◆ **YOUR GOAL**:
Gather every line from the dataset entries that contains the word "shirt". Copy each of those lines in full.

(Dataset entries)
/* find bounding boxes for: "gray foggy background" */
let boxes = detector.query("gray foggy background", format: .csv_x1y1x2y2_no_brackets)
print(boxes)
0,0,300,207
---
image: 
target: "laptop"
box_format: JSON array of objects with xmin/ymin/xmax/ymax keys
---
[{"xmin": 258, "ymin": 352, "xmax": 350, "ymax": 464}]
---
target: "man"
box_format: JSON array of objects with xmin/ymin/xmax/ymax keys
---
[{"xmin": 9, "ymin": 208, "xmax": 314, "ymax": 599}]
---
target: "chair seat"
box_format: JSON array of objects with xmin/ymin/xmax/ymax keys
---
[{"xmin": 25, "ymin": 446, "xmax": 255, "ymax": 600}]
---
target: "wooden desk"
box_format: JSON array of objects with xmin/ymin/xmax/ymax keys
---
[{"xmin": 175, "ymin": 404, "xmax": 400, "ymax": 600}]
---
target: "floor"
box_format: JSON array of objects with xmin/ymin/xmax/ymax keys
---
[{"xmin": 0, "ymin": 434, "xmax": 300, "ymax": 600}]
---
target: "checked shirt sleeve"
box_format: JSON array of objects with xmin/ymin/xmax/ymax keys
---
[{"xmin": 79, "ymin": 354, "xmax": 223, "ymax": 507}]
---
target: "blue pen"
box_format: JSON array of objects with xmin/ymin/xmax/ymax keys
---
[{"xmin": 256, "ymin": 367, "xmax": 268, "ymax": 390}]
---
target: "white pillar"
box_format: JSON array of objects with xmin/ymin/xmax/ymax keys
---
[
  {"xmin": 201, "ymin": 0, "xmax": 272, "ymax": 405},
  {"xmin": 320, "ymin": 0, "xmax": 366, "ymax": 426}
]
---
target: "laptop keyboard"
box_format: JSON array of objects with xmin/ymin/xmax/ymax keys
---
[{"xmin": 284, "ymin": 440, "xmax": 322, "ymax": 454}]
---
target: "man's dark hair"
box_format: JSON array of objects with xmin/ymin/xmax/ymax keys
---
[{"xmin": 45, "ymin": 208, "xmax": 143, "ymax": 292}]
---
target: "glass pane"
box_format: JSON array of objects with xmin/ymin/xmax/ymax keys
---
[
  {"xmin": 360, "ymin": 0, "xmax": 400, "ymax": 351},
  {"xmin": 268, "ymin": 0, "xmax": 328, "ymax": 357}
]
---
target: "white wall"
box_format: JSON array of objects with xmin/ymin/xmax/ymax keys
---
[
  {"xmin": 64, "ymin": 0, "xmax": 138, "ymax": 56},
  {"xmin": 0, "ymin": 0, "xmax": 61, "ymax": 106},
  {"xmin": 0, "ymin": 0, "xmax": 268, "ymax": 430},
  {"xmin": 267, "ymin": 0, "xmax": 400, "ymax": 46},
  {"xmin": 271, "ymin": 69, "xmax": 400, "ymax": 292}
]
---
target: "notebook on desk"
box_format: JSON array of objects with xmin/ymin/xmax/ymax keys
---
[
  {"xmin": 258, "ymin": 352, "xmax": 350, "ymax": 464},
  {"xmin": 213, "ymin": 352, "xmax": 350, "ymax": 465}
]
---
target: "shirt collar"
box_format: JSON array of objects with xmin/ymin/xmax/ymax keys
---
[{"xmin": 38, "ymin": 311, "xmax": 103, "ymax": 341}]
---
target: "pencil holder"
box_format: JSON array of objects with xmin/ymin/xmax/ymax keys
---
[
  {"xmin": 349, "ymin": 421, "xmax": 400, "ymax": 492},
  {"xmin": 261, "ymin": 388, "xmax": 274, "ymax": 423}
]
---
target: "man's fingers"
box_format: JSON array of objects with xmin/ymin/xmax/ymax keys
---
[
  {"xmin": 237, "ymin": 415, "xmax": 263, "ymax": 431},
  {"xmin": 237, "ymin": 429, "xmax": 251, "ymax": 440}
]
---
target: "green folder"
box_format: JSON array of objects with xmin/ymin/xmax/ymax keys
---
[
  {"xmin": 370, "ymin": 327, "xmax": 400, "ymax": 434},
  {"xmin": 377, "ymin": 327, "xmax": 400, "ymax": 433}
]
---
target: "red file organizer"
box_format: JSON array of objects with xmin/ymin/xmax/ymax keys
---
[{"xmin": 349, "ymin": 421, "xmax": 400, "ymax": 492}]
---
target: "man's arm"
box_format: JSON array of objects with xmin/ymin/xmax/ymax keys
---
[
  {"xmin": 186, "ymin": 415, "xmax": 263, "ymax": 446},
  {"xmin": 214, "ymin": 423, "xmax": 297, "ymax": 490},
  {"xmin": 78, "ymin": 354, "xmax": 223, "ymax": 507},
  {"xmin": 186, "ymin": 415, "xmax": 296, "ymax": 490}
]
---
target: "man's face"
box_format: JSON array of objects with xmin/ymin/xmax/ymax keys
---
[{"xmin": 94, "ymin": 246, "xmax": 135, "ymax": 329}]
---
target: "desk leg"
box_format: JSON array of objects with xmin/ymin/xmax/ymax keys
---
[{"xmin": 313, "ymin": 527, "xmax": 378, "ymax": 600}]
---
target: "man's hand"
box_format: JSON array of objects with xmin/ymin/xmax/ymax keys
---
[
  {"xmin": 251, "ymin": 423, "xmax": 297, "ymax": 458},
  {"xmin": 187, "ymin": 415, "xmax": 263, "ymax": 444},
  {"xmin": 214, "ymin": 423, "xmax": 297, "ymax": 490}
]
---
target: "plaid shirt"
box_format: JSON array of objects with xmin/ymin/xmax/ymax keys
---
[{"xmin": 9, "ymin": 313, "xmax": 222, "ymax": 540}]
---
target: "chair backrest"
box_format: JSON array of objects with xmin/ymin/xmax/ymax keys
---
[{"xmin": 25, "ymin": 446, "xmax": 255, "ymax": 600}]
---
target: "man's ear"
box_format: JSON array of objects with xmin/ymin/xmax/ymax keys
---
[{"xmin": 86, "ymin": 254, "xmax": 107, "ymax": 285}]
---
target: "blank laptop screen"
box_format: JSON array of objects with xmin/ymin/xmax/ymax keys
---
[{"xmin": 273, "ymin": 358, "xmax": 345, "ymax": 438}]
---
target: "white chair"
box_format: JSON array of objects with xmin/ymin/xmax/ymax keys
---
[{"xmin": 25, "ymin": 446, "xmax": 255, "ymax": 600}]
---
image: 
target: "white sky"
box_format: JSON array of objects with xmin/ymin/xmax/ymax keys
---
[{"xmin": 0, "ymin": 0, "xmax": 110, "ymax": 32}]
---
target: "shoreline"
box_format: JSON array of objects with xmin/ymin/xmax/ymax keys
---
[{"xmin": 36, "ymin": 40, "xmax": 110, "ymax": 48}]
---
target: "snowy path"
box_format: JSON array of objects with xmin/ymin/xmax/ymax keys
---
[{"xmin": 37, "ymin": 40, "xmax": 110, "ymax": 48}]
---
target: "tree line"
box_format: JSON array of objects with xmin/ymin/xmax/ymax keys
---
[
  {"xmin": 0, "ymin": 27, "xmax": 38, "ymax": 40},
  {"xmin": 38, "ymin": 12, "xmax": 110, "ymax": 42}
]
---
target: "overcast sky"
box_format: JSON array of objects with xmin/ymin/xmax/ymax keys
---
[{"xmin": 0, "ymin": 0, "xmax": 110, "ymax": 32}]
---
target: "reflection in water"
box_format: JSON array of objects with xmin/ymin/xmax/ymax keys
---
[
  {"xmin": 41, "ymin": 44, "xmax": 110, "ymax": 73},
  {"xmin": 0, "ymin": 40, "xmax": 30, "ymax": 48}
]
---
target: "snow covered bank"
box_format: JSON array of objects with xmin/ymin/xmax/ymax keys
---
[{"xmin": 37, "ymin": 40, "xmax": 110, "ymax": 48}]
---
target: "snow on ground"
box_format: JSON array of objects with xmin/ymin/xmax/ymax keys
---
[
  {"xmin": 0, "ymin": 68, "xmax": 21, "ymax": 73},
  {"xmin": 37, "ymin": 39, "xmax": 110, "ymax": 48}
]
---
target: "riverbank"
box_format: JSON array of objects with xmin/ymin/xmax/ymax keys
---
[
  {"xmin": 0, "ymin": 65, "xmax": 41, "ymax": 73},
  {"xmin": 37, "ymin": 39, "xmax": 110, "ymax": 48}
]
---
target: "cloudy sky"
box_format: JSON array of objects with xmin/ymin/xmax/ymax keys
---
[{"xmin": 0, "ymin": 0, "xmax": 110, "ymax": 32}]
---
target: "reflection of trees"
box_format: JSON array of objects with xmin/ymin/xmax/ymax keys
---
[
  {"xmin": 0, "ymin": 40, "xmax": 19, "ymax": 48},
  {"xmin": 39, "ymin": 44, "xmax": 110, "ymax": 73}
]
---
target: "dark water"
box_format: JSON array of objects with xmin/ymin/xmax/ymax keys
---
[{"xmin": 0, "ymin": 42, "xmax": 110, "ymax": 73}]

...

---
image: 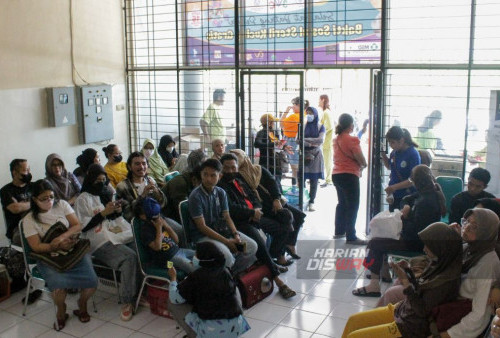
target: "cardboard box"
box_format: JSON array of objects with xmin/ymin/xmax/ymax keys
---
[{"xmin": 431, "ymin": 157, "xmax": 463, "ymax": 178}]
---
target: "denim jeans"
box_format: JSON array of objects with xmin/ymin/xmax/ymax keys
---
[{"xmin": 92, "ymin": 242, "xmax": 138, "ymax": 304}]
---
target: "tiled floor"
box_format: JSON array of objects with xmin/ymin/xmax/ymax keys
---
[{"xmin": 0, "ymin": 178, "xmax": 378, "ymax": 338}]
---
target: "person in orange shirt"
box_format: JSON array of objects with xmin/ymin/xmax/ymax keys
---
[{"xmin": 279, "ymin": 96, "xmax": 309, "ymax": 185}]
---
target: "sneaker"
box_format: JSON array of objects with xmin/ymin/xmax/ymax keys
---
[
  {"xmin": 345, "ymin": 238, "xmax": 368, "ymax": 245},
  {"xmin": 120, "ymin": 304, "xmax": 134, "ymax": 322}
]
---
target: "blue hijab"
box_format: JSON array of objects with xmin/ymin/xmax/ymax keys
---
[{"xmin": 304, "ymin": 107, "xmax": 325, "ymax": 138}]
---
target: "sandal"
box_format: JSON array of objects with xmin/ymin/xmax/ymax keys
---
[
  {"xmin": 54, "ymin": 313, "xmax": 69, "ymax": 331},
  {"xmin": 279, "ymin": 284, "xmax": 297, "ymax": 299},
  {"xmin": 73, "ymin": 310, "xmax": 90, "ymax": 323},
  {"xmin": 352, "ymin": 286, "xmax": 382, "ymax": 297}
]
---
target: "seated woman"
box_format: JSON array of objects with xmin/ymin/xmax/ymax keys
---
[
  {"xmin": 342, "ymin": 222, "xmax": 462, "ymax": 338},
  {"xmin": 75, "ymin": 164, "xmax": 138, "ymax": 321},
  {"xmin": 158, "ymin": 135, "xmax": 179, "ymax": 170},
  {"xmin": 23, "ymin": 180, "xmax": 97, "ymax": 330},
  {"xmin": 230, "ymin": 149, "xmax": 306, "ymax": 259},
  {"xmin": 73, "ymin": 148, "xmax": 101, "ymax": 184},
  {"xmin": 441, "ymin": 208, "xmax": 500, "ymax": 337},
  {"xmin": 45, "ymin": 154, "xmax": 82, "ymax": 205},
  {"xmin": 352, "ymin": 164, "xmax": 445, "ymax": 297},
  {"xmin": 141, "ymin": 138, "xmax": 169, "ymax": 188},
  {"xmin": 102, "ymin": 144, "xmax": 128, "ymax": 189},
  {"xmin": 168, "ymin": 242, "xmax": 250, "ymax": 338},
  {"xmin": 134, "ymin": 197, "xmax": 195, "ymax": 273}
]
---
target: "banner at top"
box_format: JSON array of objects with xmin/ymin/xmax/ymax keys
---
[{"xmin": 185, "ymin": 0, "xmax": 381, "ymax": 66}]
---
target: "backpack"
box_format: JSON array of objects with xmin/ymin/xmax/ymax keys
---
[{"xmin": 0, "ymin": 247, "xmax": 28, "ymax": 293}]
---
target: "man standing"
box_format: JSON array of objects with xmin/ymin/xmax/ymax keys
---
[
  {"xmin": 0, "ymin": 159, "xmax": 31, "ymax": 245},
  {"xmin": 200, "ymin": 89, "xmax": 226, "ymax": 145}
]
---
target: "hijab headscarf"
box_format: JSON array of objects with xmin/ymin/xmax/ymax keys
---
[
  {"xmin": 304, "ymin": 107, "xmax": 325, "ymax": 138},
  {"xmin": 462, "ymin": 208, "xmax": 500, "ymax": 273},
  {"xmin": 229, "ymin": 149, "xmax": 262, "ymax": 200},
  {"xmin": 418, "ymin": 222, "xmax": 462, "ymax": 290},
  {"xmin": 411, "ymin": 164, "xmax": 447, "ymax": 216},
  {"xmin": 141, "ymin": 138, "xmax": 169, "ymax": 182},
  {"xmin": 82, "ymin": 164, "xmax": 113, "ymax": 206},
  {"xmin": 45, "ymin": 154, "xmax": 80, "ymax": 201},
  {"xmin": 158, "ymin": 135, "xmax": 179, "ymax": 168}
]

...

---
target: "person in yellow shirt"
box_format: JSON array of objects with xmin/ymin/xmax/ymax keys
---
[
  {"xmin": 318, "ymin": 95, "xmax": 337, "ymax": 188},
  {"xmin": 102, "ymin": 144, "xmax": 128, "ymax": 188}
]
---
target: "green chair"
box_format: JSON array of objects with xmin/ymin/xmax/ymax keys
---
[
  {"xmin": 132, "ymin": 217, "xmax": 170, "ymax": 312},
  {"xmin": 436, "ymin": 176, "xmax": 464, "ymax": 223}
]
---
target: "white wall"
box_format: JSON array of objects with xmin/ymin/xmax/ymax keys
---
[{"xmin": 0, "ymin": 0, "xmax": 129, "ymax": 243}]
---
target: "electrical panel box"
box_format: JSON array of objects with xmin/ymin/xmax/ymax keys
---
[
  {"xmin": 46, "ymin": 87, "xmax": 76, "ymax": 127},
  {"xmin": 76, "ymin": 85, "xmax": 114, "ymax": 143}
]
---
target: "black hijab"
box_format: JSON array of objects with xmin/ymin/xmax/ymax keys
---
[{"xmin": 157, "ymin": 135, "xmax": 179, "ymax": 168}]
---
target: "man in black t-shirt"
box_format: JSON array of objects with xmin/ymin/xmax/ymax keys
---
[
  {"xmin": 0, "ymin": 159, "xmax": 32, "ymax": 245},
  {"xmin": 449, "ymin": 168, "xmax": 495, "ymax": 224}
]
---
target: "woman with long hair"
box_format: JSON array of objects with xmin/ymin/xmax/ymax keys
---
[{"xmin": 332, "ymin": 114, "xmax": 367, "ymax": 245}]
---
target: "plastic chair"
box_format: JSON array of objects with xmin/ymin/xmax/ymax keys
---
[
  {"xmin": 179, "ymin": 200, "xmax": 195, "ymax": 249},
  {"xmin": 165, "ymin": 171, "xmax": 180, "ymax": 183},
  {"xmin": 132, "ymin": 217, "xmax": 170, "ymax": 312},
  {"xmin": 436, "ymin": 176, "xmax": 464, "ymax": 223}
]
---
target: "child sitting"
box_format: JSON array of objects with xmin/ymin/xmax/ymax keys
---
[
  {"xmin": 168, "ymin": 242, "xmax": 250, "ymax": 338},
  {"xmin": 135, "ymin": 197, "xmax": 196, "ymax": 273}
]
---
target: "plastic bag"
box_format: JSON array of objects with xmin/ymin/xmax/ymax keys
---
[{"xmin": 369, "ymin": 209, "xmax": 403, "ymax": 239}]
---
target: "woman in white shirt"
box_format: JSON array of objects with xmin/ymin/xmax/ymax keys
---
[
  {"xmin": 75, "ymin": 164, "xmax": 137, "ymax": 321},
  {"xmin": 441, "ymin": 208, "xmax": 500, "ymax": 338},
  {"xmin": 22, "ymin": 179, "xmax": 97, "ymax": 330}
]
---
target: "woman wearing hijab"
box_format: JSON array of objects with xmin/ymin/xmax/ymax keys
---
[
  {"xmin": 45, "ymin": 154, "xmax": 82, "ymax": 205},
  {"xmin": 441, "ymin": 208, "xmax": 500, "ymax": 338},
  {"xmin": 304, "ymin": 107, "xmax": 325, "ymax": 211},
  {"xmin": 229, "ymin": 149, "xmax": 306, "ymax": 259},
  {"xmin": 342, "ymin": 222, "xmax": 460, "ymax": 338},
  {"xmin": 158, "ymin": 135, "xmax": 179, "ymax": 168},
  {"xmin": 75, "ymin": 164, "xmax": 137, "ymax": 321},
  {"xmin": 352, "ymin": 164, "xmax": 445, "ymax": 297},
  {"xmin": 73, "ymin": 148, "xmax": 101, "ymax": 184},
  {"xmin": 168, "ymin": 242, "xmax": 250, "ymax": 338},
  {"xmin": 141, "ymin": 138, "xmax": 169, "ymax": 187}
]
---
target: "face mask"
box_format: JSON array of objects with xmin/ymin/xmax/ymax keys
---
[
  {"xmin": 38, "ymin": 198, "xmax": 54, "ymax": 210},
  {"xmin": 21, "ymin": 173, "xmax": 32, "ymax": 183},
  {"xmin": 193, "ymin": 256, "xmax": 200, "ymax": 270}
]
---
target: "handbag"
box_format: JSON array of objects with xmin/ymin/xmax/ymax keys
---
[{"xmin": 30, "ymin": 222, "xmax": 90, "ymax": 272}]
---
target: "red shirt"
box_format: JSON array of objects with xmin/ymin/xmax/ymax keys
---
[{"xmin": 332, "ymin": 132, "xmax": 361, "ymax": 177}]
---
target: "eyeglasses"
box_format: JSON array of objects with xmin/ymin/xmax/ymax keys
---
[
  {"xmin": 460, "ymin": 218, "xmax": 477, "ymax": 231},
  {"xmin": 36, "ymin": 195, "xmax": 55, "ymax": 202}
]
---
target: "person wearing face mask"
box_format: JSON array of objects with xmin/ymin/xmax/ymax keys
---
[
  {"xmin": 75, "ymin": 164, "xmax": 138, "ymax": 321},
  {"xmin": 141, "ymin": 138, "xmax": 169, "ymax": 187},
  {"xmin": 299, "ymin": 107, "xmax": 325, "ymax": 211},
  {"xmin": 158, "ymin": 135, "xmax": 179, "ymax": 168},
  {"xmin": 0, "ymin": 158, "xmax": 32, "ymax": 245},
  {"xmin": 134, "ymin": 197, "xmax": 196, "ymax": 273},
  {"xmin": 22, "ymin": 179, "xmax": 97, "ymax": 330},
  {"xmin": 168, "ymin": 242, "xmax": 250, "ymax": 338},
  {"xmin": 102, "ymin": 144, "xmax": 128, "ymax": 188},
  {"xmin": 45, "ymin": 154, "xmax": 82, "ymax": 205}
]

◆ **OUTPUT FOR THIS TASK**:
target: "checked shirt sleeve"
target: "shirt collar"
target: "plaid shirt"
target: "person in orange shirt"
target: "person in yellow shirt"
target: "man in black t-shirt"
target: "woman in white shirt"
target: "red shirt"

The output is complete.